RECORDS FOR THE TASK:
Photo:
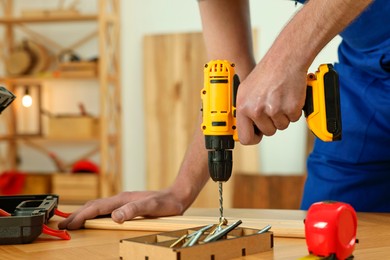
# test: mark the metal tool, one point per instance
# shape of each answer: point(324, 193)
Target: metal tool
point(322, 111)
point(218, 227)
point(223, 232)
point(264, 229)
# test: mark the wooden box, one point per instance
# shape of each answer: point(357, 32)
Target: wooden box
point(75, 188)
point(73, 127)
point(239, 242)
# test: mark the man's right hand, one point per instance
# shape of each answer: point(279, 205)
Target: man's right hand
point(125, 206)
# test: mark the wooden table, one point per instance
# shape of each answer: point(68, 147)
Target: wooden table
point(373, 235)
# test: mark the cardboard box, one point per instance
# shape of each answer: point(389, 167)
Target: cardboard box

WHAT YOU ARE ASKED TO DO:
Render every line of the records above as a single numbered list, leaving out blank lines and the pictures.

FINAL RESULT:
1. Photo:
2. # test: mark the metal tool, one point per instance
3. # shape of each answer: point(324, 193)
4. Target: metal tool
5. point(322, 111)
6. point(218, 227)
7. point(223, 232)
8. point(264, 229)
9. # test: mark the wooden box, one point per instance
10. # shape of each answer: point(357, 32)
11. Target: wooden box
12. point(75, 188)
13. point(73, 127)
14. point(239, 242)
15. # test: mark the man's right hand, one point per instance
16. # shape of each answer: point(279, 205)
17. Target: man's right hand
18. point(125, 206)
19. # test: mark the wooden table, one point per instance
20. # shape of each answer: point(68, 147)
21. Target: wooden table
22. point(373, 235)
23. # test: mark the cardboard box, one point per instance
24. # shape of each answer: point(389, 167)
25. Target: cardboard box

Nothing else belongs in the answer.